### Requirement
List each line in the listing below that contains the string "stone". Copy every such line in full.

### Extracted information
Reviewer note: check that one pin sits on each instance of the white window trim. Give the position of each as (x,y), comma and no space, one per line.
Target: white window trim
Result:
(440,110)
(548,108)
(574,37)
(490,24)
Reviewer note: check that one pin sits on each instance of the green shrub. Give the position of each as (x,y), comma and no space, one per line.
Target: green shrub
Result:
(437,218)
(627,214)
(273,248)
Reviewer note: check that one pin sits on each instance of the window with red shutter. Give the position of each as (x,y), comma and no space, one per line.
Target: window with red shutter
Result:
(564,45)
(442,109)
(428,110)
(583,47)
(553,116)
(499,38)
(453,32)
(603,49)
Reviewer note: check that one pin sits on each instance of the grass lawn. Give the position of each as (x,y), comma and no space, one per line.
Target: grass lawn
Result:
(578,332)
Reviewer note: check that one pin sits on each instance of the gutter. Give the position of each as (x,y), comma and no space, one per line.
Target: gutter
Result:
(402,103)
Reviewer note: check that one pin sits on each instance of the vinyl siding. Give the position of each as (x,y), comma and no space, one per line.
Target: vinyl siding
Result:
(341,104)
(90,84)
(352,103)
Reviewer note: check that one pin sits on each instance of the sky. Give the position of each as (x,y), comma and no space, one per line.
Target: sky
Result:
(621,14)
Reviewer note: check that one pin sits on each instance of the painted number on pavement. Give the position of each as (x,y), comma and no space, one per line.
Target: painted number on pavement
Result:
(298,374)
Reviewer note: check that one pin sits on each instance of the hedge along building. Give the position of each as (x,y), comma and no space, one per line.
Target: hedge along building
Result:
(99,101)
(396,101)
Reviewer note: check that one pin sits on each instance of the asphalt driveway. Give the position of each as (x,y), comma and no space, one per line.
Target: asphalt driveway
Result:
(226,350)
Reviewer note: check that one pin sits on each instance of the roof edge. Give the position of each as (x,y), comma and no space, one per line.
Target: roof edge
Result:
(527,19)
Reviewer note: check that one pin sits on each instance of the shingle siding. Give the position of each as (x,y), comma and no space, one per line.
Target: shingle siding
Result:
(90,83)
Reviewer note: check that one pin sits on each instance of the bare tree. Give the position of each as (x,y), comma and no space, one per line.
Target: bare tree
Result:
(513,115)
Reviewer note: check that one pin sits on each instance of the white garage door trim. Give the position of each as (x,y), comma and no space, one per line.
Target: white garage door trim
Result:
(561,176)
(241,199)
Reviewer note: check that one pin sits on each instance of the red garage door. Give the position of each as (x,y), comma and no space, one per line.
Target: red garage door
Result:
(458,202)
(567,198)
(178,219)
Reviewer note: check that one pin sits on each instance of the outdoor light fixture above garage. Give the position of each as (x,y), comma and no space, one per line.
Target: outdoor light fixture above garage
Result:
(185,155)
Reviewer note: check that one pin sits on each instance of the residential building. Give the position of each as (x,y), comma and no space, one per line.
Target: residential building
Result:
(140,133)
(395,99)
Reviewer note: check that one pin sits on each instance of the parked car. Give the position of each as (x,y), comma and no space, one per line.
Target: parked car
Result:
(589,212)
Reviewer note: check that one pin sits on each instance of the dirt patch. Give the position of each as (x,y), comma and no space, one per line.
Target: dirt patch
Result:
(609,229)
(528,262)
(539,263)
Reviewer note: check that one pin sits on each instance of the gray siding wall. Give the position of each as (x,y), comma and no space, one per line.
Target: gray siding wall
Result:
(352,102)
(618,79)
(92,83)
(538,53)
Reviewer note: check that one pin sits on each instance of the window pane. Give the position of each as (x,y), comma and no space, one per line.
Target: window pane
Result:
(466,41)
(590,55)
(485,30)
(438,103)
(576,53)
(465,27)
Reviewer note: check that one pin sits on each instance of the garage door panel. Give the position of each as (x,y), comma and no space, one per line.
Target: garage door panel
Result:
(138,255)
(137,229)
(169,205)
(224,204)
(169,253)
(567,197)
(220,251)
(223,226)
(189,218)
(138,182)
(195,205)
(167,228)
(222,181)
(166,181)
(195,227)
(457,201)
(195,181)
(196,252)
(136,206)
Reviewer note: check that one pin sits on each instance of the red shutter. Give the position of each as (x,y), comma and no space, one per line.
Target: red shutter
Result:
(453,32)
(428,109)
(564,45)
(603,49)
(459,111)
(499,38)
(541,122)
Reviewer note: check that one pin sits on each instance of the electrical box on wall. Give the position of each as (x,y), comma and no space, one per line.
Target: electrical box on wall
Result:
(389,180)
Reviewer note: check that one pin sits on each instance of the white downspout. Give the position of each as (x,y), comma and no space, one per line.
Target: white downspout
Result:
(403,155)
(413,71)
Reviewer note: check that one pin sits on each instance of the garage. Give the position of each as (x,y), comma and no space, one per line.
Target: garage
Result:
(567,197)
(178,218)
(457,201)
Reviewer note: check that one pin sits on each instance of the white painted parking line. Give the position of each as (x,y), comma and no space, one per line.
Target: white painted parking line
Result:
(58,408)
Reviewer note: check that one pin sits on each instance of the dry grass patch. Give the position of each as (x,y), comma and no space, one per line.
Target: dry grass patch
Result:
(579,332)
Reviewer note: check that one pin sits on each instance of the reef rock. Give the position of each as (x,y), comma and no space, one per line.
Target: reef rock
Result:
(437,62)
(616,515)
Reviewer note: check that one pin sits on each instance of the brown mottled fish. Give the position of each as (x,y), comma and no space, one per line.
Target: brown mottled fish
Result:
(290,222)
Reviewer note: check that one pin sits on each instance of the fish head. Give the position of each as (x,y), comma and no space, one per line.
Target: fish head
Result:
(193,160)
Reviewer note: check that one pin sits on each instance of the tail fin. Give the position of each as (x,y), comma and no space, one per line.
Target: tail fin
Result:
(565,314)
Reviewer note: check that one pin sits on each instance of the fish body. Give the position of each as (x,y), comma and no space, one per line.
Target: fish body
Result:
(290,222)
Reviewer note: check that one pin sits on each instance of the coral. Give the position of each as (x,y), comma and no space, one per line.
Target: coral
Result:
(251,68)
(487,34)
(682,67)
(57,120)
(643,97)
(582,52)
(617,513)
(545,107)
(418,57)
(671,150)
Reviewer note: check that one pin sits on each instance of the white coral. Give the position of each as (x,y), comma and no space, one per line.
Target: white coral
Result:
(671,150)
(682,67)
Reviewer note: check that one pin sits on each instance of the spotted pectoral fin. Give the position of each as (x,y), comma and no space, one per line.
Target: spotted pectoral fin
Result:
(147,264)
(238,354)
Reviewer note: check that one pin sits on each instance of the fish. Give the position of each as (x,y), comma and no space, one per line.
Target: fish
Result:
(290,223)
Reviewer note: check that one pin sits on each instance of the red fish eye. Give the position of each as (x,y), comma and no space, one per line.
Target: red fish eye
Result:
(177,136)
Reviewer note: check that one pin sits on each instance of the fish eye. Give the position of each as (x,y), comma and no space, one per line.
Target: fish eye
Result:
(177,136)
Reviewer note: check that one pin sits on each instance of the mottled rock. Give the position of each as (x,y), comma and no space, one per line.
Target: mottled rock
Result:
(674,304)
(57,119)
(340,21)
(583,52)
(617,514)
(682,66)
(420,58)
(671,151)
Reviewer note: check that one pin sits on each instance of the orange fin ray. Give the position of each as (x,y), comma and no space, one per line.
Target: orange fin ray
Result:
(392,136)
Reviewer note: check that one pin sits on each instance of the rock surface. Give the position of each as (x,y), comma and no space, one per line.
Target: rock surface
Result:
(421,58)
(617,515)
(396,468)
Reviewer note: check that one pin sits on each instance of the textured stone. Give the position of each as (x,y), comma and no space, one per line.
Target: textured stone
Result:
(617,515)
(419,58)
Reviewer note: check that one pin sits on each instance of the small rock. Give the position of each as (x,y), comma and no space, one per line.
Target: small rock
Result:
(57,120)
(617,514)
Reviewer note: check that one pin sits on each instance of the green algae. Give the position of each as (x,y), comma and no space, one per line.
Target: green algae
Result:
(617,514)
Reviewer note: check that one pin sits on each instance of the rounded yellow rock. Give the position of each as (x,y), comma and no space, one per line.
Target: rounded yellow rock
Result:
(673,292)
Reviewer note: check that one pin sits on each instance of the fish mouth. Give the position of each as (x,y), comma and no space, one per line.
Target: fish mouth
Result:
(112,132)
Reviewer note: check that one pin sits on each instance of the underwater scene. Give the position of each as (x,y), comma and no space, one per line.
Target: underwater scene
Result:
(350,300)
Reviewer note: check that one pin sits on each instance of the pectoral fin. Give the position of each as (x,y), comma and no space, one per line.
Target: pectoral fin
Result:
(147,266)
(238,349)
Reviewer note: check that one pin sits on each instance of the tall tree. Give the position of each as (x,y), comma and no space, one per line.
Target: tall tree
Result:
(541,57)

--

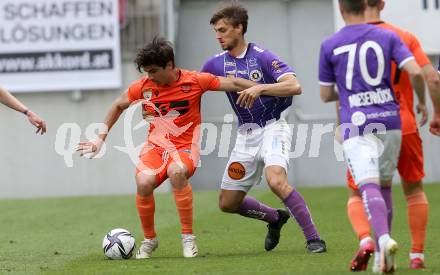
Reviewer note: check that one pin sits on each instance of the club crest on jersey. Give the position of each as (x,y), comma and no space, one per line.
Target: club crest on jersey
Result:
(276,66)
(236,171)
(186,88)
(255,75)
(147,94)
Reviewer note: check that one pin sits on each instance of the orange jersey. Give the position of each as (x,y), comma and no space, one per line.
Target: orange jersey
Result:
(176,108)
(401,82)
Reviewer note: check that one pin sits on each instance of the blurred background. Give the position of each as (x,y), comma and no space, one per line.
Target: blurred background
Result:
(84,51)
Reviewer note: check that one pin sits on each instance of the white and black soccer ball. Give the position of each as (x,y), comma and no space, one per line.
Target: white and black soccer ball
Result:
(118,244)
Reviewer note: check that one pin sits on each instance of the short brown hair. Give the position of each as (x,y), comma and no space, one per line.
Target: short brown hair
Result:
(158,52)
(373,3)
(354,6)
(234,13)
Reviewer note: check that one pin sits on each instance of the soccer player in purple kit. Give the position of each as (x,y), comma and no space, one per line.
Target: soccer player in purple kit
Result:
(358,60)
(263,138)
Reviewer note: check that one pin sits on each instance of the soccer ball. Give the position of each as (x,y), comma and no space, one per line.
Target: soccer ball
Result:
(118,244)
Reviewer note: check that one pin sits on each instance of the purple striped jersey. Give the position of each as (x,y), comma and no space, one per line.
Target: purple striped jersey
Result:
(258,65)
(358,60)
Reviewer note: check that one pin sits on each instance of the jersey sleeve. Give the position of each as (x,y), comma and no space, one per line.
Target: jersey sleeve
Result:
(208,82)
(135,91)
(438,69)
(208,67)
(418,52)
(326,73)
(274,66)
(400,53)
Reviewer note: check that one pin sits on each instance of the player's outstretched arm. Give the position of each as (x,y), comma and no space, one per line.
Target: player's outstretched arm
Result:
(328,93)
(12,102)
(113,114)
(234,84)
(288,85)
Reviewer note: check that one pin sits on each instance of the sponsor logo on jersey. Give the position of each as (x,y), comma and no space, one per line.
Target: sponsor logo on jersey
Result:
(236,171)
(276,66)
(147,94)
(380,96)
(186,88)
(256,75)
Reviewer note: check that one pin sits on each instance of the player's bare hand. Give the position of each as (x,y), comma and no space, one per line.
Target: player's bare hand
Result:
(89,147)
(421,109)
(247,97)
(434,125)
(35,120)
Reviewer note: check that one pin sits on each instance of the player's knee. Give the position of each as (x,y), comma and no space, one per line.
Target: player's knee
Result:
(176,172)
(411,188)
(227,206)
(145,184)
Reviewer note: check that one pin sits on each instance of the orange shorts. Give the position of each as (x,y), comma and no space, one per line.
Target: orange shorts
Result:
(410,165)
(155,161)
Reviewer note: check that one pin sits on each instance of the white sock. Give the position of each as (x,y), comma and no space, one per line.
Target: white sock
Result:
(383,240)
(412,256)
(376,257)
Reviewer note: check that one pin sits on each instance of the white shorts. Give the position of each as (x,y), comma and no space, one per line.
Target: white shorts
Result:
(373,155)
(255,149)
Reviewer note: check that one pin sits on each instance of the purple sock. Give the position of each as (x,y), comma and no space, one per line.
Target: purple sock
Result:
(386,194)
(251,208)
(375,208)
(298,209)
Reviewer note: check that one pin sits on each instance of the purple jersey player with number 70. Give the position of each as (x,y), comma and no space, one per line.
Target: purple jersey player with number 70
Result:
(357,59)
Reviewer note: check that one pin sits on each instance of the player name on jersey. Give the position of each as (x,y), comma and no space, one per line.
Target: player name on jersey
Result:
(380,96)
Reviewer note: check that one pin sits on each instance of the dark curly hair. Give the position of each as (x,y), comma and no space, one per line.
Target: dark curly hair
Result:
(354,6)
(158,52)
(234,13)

### In response
Reviewer note: check that one pin sits on each instance of the textured stone. Give the position of each as (x,y), comma and no space, one per line.
Target: textured stone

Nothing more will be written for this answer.